Requirements: Revise the records below, replacing "outline" with "boundary" and leaving everything else as it is. Leave the pictures out of your answer.

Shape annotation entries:

>> BEGIN

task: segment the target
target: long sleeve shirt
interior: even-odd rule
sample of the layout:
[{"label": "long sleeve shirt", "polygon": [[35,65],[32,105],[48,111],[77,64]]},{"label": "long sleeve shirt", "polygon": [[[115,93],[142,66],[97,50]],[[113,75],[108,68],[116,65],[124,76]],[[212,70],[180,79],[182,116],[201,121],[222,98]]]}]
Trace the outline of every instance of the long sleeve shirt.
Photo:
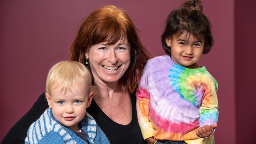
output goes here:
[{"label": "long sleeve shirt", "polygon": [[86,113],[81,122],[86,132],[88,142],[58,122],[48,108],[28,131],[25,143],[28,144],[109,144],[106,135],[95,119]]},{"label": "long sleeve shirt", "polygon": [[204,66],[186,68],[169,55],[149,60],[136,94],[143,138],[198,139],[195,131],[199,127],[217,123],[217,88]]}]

>> END

Completed task:
task: segment the target
target: long sleeve shirt
interior: even-odd rule
sample of the layout:
[{"label": "long sleeve shirt", "polygon": [[35,65],[32,105],[48,111],[77,64]]},{"label": "long sleeve shirt", "polygon": [[[115,93],[142,66],[97,50]],[[113,75],[108,68],[116,65],[124,76]],[[212,70],[180,79],[182,116],[201,121],[222,98]]]}]
Trace the boundary of every instance of the long sleeve shirt.
Photo:
output goes here:
[{"label": "long sleeve shirt", "polygon": [[86,113],[81,122],[86,132],[88,142],[58,122],[48,108],[28,131],[25,143],[28,144],[109,144],[106,135],[95,119]]},{"label": "long sleeve shirt", "polygon": [[204,66],[186,68],[169,55],[149,60],[136,94],[143,138],[198,139],[195,131],[199,127],[217,123],[217,88]]}]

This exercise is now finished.